▶ _What to produce_:
Every line below that holds the word "green" counts once; please tally them and give only the total.

(Extracted data entries)
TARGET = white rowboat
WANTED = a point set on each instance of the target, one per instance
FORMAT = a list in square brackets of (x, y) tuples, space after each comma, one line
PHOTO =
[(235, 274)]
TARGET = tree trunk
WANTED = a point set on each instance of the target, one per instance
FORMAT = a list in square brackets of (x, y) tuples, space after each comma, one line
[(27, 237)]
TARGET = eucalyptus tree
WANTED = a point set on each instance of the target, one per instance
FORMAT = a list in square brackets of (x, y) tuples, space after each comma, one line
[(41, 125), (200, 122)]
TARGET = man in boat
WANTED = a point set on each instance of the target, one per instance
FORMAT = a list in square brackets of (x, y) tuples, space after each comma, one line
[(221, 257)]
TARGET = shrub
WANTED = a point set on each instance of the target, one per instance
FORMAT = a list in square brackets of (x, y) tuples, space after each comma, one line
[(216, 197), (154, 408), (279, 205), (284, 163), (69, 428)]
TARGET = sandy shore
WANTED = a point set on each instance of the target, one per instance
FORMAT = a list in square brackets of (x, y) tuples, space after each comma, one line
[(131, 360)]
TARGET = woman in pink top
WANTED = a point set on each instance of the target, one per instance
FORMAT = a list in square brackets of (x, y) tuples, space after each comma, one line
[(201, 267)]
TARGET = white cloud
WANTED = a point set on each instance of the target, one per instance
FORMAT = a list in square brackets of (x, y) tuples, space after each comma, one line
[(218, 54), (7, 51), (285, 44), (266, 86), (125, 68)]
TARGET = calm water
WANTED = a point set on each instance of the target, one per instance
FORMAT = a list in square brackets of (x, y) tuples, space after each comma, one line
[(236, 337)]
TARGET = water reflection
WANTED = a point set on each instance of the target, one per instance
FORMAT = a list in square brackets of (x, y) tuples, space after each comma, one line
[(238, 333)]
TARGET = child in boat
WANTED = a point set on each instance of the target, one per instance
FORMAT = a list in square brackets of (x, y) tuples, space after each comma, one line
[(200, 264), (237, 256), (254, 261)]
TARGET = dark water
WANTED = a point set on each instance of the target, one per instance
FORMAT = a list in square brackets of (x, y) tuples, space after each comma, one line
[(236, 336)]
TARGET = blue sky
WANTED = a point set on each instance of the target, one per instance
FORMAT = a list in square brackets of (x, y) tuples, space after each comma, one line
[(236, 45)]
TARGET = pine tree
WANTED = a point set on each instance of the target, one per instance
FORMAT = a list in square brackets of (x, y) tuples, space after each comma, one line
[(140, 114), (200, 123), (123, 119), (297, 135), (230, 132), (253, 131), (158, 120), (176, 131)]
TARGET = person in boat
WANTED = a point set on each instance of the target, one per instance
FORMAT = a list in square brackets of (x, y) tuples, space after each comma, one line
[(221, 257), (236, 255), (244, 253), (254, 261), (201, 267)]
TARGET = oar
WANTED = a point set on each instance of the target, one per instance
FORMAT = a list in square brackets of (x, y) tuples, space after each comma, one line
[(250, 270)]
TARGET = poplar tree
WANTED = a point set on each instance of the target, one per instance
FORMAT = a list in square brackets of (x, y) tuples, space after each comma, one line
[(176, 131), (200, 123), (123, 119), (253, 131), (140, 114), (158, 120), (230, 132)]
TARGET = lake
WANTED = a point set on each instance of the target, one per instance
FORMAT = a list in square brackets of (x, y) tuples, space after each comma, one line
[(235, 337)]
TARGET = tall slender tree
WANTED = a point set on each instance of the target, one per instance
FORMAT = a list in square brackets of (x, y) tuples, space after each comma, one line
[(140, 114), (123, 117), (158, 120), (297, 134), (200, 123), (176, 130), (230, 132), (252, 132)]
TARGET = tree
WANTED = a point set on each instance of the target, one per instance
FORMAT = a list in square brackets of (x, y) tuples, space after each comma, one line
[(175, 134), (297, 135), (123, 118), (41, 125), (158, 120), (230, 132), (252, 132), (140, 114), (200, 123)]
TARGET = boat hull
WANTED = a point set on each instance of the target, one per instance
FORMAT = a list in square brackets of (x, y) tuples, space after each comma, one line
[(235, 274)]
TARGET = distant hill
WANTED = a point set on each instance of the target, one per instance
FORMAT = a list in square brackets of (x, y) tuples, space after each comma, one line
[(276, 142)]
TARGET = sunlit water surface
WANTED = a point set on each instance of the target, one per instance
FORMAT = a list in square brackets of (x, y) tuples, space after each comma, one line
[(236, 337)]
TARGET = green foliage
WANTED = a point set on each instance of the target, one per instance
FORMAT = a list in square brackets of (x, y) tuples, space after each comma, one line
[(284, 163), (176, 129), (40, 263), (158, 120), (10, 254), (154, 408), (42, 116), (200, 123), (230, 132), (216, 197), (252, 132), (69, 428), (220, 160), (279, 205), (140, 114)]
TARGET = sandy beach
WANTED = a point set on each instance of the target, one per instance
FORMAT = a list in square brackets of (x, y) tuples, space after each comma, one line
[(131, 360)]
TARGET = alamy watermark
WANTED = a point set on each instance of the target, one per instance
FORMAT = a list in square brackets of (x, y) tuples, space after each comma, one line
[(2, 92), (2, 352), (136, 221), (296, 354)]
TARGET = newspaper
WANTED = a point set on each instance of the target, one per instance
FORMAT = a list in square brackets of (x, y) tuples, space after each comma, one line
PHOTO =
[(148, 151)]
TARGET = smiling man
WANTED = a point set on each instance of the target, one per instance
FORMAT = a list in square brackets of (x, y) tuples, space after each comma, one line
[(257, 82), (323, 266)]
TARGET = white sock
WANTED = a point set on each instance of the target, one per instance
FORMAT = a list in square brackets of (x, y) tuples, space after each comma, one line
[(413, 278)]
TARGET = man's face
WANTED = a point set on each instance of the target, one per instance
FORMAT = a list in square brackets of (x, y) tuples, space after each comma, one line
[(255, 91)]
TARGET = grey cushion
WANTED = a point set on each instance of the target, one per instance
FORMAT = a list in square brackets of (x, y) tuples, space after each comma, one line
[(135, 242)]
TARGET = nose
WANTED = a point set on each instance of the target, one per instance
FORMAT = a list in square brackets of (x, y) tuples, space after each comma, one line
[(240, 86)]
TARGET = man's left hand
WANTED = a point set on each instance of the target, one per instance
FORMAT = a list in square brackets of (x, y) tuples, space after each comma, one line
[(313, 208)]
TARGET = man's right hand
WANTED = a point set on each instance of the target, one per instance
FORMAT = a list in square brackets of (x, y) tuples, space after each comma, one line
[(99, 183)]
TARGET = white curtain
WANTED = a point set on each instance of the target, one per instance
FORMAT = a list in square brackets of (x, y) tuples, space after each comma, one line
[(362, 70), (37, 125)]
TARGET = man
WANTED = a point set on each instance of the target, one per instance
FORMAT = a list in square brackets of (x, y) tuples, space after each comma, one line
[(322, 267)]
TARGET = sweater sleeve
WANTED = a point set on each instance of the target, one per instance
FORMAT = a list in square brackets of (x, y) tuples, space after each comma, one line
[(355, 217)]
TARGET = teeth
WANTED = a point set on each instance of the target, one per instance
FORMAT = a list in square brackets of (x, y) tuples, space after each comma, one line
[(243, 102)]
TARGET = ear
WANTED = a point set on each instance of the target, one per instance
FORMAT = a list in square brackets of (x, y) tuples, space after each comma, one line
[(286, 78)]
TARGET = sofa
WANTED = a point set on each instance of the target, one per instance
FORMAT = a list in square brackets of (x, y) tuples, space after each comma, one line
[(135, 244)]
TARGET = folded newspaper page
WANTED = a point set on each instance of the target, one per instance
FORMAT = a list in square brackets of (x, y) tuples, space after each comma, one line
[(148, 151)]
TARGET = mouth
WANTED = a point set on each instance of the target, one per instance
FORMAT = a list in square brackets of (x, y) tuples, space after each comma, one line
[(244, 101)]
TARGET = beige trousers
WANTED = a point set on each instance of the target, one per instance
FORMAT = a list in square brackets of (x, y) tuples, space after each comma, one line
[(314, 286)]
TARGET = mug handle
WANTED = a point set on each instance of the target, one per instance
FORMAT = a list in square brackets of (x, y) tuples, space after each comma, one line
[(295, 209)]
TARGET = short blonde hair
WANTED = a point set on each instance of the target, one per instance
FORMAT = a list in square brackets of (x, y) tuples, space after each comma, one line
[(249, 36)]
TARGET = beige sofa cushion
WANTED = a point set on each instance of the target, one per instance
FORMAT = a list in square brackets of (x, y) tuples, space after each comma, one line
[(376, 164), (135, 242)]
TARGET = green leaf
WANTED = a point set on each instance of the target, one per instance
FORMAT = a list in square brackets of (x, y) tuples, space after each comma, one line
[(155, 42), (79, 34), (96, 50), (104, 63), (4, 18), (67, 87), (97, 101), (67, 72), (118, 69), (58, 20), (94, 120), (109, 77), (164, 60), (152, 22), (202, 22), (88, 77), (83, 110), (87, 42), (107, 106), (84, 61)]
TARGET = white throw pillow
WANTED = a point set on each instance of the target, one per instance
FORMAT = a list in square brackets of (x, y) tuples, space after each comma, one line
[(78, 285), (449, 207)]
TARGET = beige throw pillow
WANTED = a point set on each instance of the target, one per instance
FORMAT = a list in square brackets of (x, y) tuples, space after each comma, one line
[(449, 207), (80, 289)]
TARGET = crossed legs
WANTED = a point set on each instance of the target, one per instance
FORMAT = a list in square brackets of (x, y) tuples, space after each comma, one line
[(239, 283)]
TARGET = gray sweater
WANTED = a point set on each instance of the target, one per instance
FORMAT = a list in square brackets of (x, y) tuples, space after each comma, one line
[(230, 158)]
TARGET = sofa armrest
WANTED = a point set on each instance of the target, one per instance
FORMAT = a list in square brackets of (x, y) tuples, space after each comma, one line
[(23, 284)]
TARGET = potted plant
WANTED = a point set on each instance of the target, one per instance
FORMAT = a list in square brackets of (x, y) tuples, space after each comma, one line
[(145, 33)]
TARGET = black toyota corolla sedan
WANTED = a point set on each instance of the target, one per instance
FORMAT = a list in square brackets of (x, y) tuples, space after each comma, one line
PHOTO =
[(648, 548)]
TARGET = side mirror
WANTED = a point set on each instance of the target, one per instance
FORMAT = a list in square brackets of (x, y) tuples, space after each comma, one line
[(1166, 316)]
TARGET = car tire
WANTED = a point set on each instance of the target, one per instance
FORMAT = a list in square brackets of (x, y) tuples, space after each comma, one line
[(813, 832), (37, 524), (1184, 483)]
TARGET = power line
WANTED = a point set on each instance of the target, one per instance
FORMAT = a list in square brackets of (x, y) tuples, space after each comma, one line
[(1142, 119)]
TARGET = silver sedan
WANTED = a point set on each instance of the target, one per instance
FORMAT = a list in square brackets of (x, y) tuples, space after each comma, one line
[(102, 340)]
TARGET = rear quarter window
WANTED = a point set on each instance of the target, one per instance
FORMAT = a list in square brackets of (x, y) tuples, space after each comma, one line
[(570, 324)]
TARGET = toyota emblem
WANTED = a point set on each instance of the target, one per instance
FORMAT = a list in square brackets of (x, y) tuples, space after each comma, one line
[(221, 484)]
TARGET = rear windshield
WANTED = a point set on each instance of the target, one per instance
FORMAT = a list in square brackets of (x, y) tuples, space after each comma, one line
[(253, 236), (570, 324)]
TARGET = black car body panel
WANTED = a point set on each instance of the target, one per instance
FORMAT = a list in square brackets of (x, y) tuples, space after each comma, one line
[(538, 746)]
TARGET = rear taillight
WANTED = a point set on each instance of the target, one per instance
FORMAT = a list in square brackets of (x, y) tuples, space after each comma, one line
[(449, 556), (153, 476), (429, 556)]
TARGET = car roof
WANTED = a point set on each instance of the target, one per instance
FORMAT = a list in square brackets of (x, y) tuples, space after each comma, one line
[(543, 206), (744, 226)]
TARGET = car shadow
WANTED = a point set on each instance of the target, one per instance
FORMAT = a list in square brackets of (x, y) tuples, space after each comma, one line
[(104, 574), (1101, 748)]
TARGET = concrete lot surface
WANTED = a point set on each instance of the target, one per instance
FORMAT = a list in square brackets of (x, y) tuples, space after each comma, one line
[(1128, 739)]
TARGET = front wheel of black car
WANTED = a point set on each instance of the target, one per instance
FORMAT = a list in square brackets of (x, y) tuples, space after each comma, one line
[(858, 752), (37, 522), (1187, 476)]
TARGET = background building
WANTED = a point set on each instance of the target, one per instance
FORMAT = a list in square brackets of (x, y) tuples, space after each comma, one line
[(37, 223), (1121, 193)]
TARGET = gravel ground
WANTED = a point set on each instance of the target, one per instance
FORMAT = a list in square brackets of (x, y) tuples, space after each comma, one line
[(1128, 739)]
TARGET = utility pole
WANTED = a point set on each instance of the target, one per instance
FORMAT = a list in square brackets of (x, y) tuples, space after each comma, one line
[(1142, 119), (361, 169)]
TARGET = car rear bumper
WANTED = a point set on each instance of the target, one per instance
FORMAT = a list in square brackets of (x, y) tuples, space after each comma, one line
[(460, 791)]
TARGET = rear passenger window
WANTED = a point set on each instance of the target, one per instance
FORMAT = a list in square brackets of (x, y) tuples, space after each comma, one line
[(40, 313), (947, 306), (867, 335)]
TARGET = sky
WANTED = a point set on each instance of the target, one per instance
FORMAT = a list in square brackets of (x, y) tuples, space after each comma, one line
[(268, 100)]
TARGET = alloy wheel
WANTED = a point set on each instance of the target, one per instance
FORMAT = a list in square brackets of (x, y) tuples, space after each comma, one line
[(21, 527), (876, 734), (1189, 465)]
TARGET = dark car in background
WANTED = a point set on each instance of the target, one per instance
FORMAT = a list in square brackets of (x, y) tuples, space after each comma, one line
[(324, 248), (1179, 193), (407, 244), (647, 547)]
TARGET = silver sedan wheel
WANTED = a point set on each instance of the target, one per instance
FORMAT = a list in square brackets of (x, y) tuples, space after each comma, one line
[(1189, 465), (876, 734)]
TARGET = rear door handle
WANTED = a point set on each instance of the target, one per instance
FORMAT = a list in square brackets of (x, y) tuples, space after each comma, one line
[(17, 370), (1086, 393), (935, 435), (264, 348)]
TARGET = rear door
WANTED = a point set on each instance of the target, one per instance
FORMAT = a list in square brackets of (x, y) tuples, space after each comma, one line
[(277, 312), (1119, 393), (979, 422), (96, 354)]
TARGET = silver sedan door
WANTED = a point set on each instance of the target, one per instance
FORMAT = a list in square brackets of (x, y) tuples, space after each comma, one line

▶ _Final answer_:
2